_本文_:
____
Anesthetic-induced Improvement of the Inflammatory Response to One-lung Ventilation

Anesthesiology 2009年6月号より

患者特性と手術適応
楔状切除、部分切除または肺葉切除が行われた患者54名が本研究の対象となった。術前に何らかの感染徴候が認められた患者は皆無であった。患者特性およびOLV時間以外の手術因子については両群間に差は認められなかった。プロポフォール群のOLV時間は140±76分、セボフルラン群では98±57分であった(P<0.05; table 1)。患者一名当たりに投与されたフェンタニルの量は、プロポフォール群0.2-4mg、セボフルラン群0.2-3.8mgで差はなかった。レミフェンタニル投与量についても差は認められなかった(0-5.1mg vs 0-4.7mg)。プロポフォール群では、晶質液400-3700mL、ハイドロキシエチルスターチ製剤0-1700mLが投与された。セボフルラン群ではそれぞれ、600-3400mL、0-1500mLであった。各輸液製剤の投与量の差はなかった。
____
_課題内容_:
一肺換気中の炎症反応を扱った本文を、最後の一文の後から書き継いでもらえますか？ エントリはこの課題には関係しません。
____
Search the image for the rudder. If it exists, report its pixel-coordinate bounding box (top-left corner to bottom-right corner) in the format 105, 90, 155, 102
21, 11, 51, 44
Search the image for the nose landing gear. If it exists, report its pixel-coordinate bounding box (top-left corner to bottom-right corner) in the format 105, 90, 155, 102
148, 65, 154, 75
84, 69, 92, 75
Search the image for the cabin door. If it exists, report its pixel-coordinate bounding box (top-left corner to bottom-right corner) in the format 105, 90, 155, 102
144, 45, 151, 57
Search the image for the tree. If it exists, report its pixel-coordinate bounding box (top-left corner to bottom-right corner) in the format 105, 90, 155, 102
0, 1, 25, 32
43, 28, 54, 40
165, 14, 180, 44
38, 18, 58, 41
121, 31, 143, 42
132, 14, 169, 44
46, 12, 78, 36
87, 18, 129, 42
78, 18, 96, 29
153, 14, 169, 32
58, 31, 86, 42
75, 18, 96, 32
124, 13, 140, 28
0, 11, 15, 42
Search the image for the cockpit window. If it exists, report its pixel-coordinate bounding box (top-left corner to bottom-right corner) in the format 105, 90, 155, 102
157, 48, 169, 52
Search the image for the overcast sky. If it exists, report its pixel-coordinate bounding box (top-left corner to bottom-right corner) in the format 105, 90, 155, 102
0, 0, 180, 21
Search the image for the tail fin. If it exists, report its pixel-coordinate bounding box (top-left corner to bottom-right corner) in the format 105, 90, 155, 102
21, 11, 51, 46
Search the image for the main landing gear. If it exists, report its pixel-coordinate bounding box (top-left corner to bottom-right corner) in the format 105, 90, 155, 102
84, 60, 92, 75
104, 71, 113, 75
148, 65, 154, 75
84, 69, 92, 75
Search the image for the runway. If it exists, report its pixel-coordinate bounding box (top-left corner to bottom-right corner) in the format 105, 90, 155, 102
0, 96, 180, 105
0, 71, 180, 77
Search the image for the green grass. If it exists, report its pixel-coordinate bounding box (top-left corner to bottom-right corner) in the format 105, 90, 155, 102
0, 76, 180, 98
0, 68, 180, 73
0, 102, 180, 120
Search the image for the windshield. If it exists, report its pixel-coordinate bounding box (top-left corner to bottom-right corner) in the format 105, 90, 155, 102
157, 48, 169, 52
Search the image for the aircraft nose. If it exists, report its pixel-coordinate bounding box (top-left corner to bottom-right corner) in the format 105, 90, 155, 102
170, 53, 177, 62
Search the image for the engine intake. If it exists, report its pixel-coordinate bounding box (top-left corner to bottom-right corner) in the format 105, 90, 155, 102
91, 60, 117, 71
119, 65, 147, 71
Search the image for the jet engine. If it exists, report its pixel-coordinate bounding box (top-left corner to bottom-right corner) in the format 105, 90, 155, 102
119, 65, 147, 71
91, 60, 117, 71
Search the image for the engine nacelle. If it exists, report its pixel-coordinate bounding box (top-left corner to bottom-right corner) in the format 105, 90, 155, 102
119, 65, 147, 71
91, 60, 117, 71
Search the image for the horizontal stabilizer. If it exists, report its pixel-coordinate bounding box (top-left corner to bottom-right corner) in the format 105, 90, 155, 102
____
_解答_:
OLV後に発現した炎症性メディエイタ量
両群とも、OLV後には炎症性メディエイタが増加した(OLV前後のBALF中の炎症性メディエイタ濃度の差から算出)。しかし、IL-1β以外の炎症性メディエイタ増加幅はプロポフォール群の方がセボフルラン群より有意に大きかった(P<0.05; table 2およびfigs. 2A-E)。

サイトカイン発現量はOLVが長引くほど増加した (figs. 3A-E)。TNF-α、IL-6、IL-8、MCP-1はOLV持続時間に比例して増加した。IL-1βも同様の変化を示したが、増加幅は小さかった。IL-1β以外の全サイトカインのOLV持続時間に応じた増加幅は、セボフルラン群の方が小さかった。プロポフォール群では、OLV約120分後まではサイトカインは直線的に増加し、120分間以上OLVが続くとその後は、増加の度合いがそれまでより大きくなり指数関数的に近い増え方をするという、おもしろい結果が得られた(figs. 3CおよびD)。セボフルラン群でも同じような結果が得られたが、プロポフォール群と比べると増加の程度はかなり小幅であった。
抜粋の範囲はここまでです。